**** DATA SHOWN
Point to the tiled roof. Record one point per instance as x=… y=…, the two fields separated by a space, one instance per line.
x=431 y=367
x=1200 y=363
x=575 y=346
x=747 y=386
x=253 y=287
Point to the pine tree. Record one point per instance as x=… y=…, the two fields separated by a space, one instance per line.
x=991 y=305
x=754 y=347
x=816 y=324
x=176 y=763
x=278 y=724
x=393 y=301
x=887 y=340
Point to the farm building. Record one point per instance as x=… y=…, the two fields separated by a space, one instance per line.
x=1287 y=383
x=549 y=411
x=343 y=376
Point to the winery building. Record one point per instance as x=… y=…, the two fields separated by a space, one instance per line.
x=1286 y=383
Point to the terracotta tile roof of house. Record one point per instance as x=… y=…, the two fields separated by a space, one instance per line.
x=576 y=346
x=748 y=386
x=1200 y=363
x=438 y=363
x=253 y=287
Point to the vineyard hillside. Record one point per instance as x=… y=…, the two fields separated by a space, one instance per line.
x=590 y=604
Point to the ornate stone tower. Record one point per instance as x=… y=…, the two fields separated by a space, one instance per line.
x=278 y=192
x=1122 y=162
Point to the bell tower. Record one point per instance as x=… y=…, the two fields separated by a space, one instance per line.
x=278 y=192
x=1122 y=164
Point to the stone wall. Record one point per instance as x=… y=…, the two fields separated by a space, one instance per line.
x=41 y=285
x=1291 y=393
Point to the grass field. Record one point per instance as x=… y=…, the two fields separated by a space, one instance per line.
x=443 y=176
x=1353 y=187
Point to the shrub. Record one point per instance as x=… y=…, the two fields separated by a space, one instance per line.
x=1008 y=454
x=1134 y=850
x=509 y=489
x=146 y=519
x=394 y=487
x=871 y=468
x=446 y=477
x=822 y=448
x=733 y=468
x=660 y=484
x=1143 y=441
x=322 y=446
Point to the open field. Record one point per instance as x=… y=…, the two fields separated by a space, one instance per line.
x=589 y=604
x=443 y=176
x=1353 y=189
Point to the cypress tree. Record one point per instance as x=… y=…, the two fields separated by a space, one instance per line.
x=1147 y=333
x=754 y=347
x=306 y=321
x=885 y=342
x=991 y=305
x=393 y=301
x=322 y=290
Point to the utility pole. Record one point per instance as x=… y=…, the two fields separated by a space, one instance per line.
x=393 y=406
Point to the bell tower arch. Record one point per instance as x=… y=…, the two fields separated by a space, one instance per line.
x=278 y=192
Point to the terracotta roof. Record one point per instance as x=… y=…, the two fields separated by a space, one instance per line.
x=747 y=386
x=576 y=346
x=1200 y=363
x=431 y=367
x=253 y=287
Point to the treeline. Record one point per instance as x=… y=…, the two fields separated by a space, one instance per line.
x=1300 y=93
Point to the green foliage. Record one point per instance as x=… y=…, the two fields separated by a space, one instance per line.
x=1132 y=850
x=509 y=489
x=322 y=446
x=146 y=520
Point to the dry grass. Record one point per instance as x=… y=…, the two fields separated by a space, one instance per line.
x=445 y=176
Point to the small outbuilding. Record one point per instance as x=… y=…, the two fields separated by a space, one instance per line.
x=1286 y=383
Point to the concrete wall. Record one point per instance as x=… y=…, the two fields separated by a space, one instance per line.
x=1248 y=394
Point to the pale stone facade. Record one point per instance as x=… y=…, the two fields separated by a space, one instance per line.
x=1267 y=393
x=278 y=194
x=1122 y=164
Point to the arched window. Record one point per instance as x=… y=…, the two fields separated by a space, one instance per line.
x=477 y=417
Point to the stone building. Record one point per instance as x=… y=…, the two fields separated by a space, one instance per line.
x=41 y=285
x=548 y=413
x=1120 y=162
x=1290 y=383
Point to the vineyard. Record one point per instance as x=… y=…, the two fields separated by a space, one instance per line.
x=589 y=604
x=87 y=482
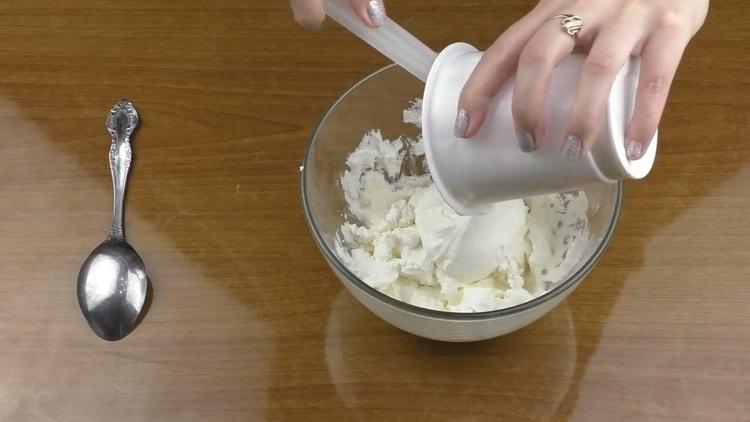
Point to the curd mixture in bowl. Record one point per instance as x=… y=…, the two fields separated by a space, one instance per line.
x=404 y=240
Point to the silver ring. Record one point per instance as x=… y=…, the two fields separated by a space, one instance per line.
x=571 y=24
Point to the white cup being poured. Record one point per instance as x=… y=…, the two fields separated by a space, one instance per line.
x=472 y=174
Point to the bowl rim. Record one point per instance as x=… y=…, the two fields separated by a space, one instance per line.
x=355 y=281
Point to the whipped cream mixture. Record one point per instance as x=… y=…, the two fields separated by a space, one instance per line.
x=403 y=239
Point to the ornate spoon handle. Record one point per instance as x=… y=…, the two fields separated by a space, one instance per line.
x=121 y=122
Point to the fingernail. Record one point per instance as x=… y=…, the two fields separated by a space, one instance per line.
x=572 y=148
x=376 y=11
x=462 y=122
x=634 y=149
x=526 y=142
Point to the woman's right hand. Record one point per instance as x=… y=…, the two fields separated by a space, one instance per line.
x=310 y=13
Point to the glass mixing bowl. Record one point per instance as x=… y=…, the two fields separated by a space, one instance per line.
x=377 y=101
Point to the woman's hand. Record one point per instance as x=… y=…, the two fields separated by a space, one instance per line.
x=613 y=30
x=310 y=13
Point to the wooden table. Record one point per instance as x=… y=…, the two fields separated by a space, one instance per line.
x=247 y=321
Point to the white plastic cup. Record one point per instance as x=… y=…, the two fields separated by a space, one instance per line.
x=471 y=174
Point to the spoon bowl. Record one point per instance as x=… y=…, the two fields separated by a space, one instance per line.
x=112 y=289
x=112 y=283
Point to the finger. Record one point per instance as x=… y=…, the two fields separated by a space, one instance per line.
x=308 y=13
x=659 y=60
x=544 y=51
x=493 y=69
x=610 y=51
x=372 y=12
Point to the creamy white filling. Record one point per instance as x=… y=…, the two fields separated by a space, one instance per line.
x=405 y=240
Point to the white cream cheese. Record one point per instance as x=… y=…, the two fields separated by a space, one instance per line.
x=404 y=240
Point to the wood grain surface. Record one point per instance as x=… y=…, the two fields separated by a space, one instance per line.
x=247 y=321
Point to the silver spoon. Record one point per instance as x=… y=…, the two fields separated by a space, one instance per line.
x=112 y=283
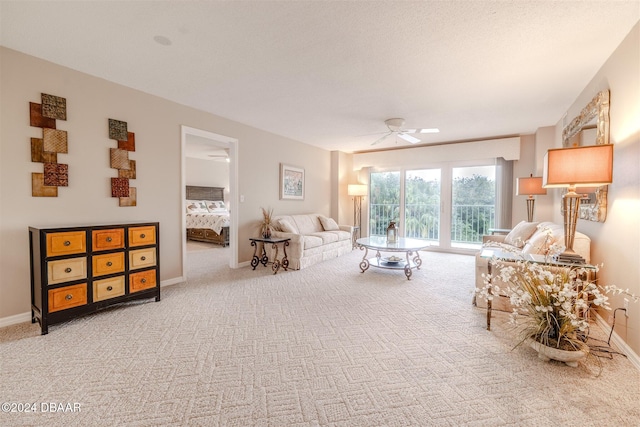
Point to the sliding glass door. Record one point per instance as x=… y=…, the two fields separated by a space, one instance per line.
x=452 y=206
x=422 y=204
x=473 y=206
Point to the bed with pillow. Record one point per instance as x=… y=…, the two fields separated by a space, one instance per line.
x=207 y=215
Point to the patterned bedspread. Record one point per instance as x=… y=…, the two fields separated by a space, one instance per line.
x=214 y=222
********
PROBLEM:
Each record has to be set down verbatim, and the pictures must not appear in the copy.

SOLUTION FOR THIS TASK:
Point to the tiled roof. Record one point per instance as x=… y=…, the two fields separated by a space, one instance per line.
x=431 y=367
x=1200 y=363
x=575 y=346
x=747 y=386
x=253 y=287
Point to the pine tree. Record one point per instance as x=… y=…, the two fields separated by a space, one instance per line.
x=991 y=305
x=754 y=347
x=816 y=324
x=176 y=763
x=278 y=724
x=393 y=301
x=887 y=340
Point to the farm building. Record one point per instance as x=… y=…, the two fields separated by a space, one instance per line.
x=1287 y=383
x=549 y=411
x=343 y=376
Point to the winery building. Record one point per instance as x=… y=…, the two fields separated by a space, one instance per line.
x=1286 y=383
Point to the terracotta tile roof of house. Record one point per instance as x=… y=…, the two fields separated by a space, one instance per line.
x=576 y=346
x=748 y=386
x=1200 y=363
x=438 y=363
x=253 y=287
Point to the vineyard hillside. Record one point per instance as x=… y=…, the two fields separated by a space, one instance per line.
x=590 y=604
Point to the ornate stone tower. Record one point per instance as x=… y=…, the two fields separated by a space, one instance per line.
x=278 y=192
x=1122 y=162
Point to the bell tower. Record one point per instance as x=… y=…, the two fields separated by a space, one instance per line.
x=278 y=192
x=1122 y=164
Point to the stone wall. Record one point per instance as x=… y=…, the two fields separated by a space, one instance per line.
x=41 y=285
x=1291 y=393
Point to the grass field. Record one point per instance as x=… y=…, the two fields separated by a space, one instance per line.
x=443 y=176
x=1353 y=187
Point to the shrub. Record one point per instance as x=… y=…, the two fields separated by a space, one instance per line.
x=1008 y=454
x=1134 y=850
x=509 y=489
x=146 y=519
x=394 y=487
x=871 y=468
x=446 y=477
x=822 y=448
x=733 y=468
x=660 y=484
x=1143 y=441
x=322 y=446
Point to the open field. Record one point per instance as x=… y=…, the two fields separated by a space, one instance per line.
x=589 y=604
x=443 y=176
x=1353 y=189
Point to the cypress tree. Record one point per instance as x=… y=…, the two fields separated by a space, one instance per line.
x=1147 y=333
x=754 y=347
x=306 y=321
x=885 y=342
x=991 y=305
x=393 y=301
x=322 y=290
Point to the utility pole. Record one point per instance as x=… y=…, the two fields separated by a space, one instance per line.
x=393 y=406
Point to the bell tower arch. Record one point per instance as x=… y=…, the two fields separated by a space, one instance per line.
x=278 y=192
Point to the terracotta roof. Record one point per instance as x=… y=…, the two fields separated by a space, one instance per line.
x=747 y=386
x=576 y=346
x=1200 y=363
x=431 y=367
x=253 y=287
Point to the treeline. Record one point per instance as x=… y=…, the two fields separated by a space, one instance per line.
x=1300 y=93
Point to the green foliage. Record one point per instance as x=… y=…, the two fields separated by a space, one instance per line.
x=1132 y=850
x=509 y=489
x=322 y=446
x=146 y=520
Point to the dry grass. Record one point per instance as x=… y=…, the two fields separated by a space, one instance per line.
x=445 y=176
Point to the small outbuilding. Record one point per instance as x=… y=…, the two fields separated by a space, one instance per line.
x=1286 y=383
Point to the concrete wall. Record one point per instance as x=… y=…, the two fields separated by a space, one instance per line.
x=1248 y=394
Point to the pale stone facade. Record one point per instance as x=… y=…, the two fields separated by a space, one instance per line.
x=1267 y=393
x=278 y=194
x=1122 y=164
Point to the arched window. Record one point per instance as x=… y=…, the two fields separated by a space, one instance per line.
x=477 y=417
Point to the stone building. Record one point per instance as x=… y=…, the two fields separated by a space, one instance per line.
x=41 y=285
x=548 y=413
x=1120 y=162
x=1290 y=383
Point to the vineyard. Record one point per instance as x=… y=…, the two fields separated by a space, one instance per line.
x=589 y=604
x=87 y=482
Point to the curd mixture in bowl. Record one point per instance as x=… y=…, the two fields separated by a space, one instance per line.
x=404 y=240
Point to the silver ring. Record one point per instance as x=… y=…, the two fields separated by a space, one instance per line.
x=571 y=24
Point to the white cup being poured. Record one point per instance as x=… y=…, the two fields separated by a space, one instance per line.
x=472 y=174
Point to the bowl rim. Record one point per instance as x=… y=…, the two fields separated by a space, one instance per line.
x=355 y=281
Point to the whipped cream mixture. Record one point per instance as x=… y=…, the two fields separated by a space, one instance per line.
x=403 y=239
Point to the ornate spoon handle. Record one point per instance as x=… y=…, the two fields separated by a space, one instance per line.
x=121 y=122
Point to the fingernail. Record one point per instance as x=… y=…, the two fields separated by a space, one instance per line.
x=572 y=148
x=376 y=11
x=462 y=122
x=634 y=149
x=526 y=142
Point to the woman's right hand. Record one point per instance as x=… y=…, the two fields separated by a space, one instance per line.
x=310 y=13
Point to the glass mixing bowl. Record one point per instance as x=… y=…, the two fields separated by a space, one instance per line.
x=377 y=101
Point to the woman's hand. Record one point per instance as x=… y=…, the two fields separated by a space, one instance per line.
x=613 y=30
x=310 y=13
Point to the wooden table. Record one point per instance as x=… y=…, the two fields separated by a space, one instance per line.
x=247 y=321
Point to the white plastic cup. Record one point per instance as x=… y=…, the two fields separated by a space, one instance per line.
x=471 y=174
Point to the spoon bowl. Record one point per instance as x=… y=…, the two fields separated by a space, one instance per line.
x=112 y=289
x=112 y=283
Point to the finger. Record one point per instance as x=… y=…, the two fields separated by a space, one instance per line.
x=308 y=13
x=659 y=60
x=544 y=51
x=493 y=69
x=610 y=51
x=372 y=12
Point to the creamy white filling. Record one point per instance as x=… y=…, the two fields separated by a space, one instance per line.
x=405 y=240
Point to the white cream cheese. Record one point per instance as x=… y=…, the two fields separated by a space, one instance per line.
x=404 y=240
Point to the wood grain surface. Record one point per instance as x=… y=…, the two fields separated by a space, one instance per line.
x=247 y=321
Point to the silver spoon. Record one point per instance as x=… y=…, the two fields separated by a space, one instance per line.
x=112 y=283
Point to the sliding glass door. Record one point per instance as x=… y=…, the two fields separated by a space, one instance per line.
x=452 y=206
x=422 y=204
x=473 y=206
Point to the bed with pillow. Record one point per instance as x=… y=…, the two fields separated by a space, one instance per line.
x=207 y=215
Point to the patterned bedspread. Record one point per instance as x=… y=…, the two fields separated by a space, one instance per line.
x=214 y=222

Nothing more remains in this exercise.